• **EXERCISE PROMPT**
Pull out each line from the entries below that contains the string "jacket", copying the lines in order.

• **PROVIDED RECORDS**
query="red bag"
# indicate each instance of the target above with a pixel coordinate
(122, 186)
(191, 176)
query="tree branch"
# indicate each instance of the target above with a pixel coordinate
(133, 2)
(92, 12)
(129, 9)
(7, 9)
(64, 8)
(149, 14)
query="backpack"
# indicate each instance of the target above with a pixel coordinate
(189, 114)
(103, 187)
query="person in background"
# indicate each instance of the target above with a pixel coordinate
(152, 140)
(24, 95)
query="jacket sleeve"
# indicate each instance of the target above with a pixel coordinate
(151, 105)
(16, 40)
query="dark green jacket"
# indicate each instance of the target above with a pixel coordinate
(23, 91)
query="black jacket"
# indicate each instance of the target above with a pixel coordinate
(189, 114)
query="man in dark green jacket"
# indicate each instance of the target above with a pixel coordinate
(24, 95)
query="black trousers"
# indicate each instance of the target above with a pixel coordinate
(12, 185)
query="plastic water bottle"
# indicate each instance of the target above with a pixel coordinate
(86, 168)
* * *
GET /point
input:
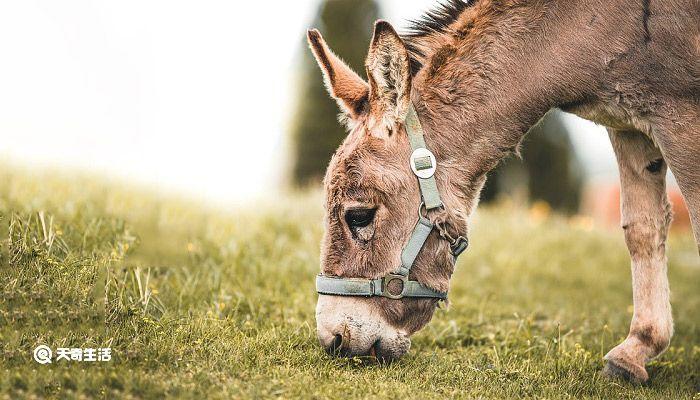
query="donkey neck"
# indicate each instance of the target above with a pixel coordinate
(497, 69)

• **IN RESPONSE**
query="jacket sleeve"
query="dark green jacket"
query="black jacket"
query="man in dark green jacket"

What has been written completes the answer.